TO BE DONE
Transcribe the entries below exactly.

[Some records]
▬▬▬

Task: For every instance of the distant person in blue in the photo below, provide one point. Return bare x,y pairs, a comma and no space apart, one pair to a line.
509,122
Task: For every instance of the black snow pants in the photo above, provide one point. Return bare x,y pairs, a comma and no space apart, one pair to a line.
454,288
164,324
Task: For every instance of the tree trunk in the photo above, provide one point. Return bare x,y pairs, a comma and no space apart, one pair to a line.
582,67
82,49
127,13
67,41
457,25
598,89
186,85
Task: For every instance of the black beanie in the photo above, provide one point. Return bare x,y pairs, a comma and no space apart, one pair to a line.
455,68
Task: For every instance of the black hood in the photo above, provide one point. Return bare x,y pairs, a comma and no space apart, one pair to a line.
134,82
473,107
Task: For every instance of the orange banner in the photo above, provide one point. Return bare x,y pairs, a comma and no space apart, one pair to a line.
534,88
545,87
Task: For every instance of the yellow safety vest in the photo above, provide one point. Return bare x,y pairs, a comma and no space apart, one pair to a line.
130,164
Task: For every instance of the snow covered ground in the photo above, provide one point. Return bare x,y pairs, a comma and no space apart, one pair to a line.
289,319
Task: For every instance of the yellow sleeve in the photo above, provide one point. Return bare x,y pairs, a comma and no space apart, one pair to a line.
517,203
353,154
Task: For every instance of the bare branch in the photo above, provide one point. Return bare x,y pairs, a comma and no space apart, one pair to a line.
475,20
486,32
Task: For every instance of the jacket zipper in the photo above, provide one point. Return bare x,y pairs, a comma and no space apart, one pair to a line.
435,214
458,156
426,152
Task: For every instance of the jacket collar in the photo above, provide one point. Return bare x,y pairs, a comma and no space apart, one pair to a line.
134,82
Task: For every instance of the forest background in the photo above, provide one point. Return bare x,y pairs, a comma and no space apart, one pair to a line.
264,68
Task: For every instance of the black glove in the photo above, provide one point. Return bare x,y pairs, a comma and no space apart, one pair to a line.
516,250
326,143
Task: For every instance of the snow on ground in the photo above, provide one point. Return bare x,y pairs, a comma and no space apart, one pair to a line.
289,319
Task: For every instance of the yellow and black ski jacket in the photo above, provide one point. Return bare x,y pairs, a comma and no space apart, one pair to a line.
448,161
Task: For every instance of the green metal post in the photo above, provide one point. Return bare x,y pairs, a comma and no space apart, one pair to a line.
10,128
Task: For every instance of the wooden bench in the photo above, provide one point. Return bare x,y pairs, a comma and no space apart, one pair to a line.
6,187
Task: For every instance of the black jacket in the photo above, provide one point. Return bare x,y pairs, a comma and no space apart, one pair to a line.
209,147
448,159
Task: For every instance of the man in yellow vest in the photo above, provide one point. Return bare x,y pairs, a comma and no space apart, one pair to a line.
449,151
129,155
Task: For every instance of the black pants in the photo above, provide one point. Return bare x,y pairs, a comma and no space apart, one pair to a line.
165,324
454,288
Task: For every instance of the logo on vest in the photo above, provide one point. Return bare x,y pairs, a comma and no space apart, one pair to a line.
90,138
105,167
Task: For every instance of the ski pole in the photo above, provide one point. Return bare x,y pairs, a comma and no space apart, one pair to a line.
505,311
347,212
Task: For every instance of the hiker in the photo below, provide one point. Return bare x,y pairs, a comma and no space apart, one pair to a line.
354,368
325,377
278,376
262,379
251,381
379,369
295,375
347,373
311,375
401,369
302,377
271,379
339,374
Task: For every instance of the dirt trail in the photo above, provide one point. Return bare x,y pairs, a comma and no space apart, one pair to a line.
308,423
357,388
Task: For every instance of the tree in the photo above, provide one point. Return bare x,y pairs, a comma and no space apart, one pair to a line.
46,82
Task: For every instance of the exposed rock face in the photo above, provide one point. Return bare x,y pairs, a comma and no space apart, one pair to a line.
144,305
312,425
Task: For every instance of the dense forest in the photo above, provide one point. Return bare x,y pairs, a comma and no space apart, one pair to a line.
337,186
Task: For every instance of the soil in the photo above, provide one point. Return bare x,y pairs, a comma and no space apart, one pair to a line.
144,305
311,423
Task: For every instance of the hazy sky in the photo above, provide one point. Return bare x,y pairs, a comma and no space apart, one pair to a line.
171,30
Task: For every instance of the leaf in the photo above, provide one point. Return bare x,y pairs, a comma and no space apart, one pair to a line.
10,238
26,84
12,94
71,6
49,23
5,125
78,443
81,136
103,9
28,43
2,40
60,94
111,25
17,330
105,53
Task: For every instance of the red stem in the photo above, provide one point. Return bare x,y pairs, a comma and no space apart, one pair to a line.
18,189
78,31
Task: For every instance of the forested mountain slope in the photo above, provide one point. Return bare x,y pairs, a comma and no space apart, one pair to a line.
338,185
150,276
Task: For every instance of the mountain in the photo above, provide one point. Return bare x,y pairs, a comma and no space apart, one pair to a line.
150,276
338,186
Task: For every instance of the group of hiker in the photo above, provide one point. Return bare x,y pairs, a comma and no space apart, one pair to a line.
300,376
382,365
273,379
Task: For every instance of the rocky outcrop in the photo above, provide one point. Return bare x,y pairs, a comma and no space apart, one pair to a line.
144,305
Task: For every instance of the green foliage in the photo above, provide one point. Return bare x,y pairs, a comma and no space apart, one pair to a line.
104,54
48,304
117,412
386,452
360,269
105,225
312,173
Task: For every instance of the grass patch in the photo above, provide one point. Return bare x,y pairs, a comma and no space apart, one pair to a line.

▬▬▬

REPLY TO THE EXERCISE
Task: For every instance of the distant person in blue in the photo below, provide one point. Return bare x,y pairs, a comma and no space apart, one pair to a line.
509,122
Task: For every instance of the black snow pants in the photo above, provide one point. Return bare x,y pairs, a comma and no space apart, one pair to a line.
454,288
164,324
Task: For every instance of the tree trunk in the photo above, provide one point. Return bare x,y pairs, a comma and no space apart, one pair to a line.
582,67
82,49
127,13
67,41
457,25
598,89
186,85
Task: For every instance of the black beanie in the photo above, provide one point. Return bare x,y pairs, a comma and no space apart, one pair to a line.
455,68
Task: For every instance of the black hood in the photo above, provide one point. Return bare x,y pairs, a comma and no space apart, one pair to a line.
134,82
473,107
Task: For every instance of the orange banner in the photo above, provide one point. Return bare x,y pairs, a comma and no space apart, one pair to a line.
534,88
545,87
Task: For every instance of the yellow safety vest in the photo above, provide one point. Return bare x,y pairs, a comma and no space apart, one pair to a line.
130,164
Task: For every instance of the snow covered ground in the photo above, provide one point. Return bare x,y pairs, a comma and no space apart, one pair to a line.
289,319
Task: For every instance of the yellow sleeve in the photo above, provide one point. Return bare x,y pairs, a comma and no space apart, one pair to a line.
517,203
353,154
Task: For every instance of the bare branch in the photo above, provide one point. Return bare x,y pairs, a comma and no space apart, one pair to a line.
475,20
486,32
Task: For every instance of the jacket zipper in the photo above, provide one point. Return bare x,y pairs, a comma and no space apart, one pair to a line.
435,214
458,156
426,152
Task: For every instance of the jacket collar in the photo above, provide one point. Return bare x,y pairs, a comma and no space apart, one pair to a line.
134,82
Task: For every instance of the forest background in the photo above, provide one point. Return bare x,y pairs, a comma and no space apart, one pair to a line.
264,68
Task: For every instance of the black glove in the photo above, provide one point. Return bare x,y pairs, a comma and no space apart, one pair to a line.
516,250
326,143
Task: For every instance of the snow on ground in the photo above, provide one point. Return bare x,y pairs, a comma and no space apart, one pair to a line.
289,319
Task: For every instance of the yellow and black ski jacket in the photo above, provide one point. Return bare x,y pairs, a comma and no space apart, one pair to a line.
448,161
Task: For every instance of the green metal post in the photo above, provide one point. Return bare x,y pairs, a comma and no space apart, one pair to a line.
10,128
Task: For every instance of the wooden bench in the photo above, provide one point. Return bare x,y pairs, a comma and no space apart, one pair to a line.
6,187
Task: For every instance of the black jacket in the photo above, provide one point. Return bare x,y pairs, a comma and no space apart, one pair to a line.
209,147
448,159
Task: For every instance of the man in yellow vest in the photo above, provide one point. Return bare x,y pairs, a comma and no space apart, one pair to a line.
449,151
129,155
Task: For every instance of the black pants in the photo above, provide one point. Return bare x,y pairs, a comma and no space apart, one pair to a line.
165,324
454,288
Task: For every instance of the logo on vest in the photo above, provide one point. Return bare x,y pairs, a comma and no space apart, one pair to a line.
90,138
105,167
Task: For every instance of the ski pole in the photo above, provide one point. Return bare x,y pairs, a comma and no space apart, one pair to a line.
505,311
347,212
Task: For every instance of the hiker in the photo below, provide one point. Return bare x,y pairs, a comma and no space apart, one pair to a line.
354,368
325,377
278,376
262,379
251,381
379,369
295,375
347,373
311,375
401,369
302,377
271,379
339,374
Task: For every instance of the dirt trail in the photo above, provide one point. Return bare x,y pairs, a comma and no space apart, one pair to a line.
308,423
357,388
Task: For every instance of the tree in the photo above, provide one point. Return bare x,y pairs, a comma and no space apart, one pair to a line.
46,82
Task: For every instance of the exposed rock face in the photo above, provide one point. Return bare x,y pairs, a comma and no space apart, one pair to a line.
144,305
312,425
Task: For every instance of the dense forest in the photo above, provide one point. Return bare x,y pairs, a comma and no space apart, one pair to a line.
337,186
Task: For every instance of the soil in the photo above, provide one point. Return bare x,y pairs, a comma and no space apart, one pair to a line.
144,305
311,423
Task: For every instance of the hazy sky in the photo above, provide one point. Return bare x,y pairs, a comma and no space apart, one pair to a line.
171,30
Task: For every instance of the leaf in the photo above, provide one point. Return bare x,y pairs, a comma and no space apart, one pair to a line.
10,238
26,84
12,94
71,6
49,23
5,125
78,443
81,136
103,9
28,43
2,40
60,94
111,25
17,330
105,53
Task: For every instance of the red stem in the photo above, provide one point. Return bare x,y pairs, a comma and no space apart, one pair to a line.
18,189
78,31
Task: For every instance of the forested mountain slope in the photo above, provide one point. Return bare x,y pairs, a comma and no space apart, one pair to a line.
338,185
150,276
Task: For every instance of the mountain in the photo above, provide one point. Return bare x,y pairs, a comma and no space apart, one pair to a line.
150,276
338,186
Task: For every instance of the group of hiker in the photo above, provide one point. Return bare x,y pairs, a comma and no space apart, one pair to a line.
300,376
382,365
273,379
Task: For every instance of the rocky outcrop in the photo above, provide one point. Return bare x,y pairs, a comma and no space apart, one pair to a line.
144,305
Task: For every instance of the green foliage in the photo above, provide one point. Return bare x,y pairs, a comma and no space apart, one pair to a line.
104,54
48,304
117,412
386,452
360,269
105,225
312,173
Task: For every instance of the grass patch in the photo above, provide one point. Return bare x,y pairs, a comma and no space apart, one pair to a line.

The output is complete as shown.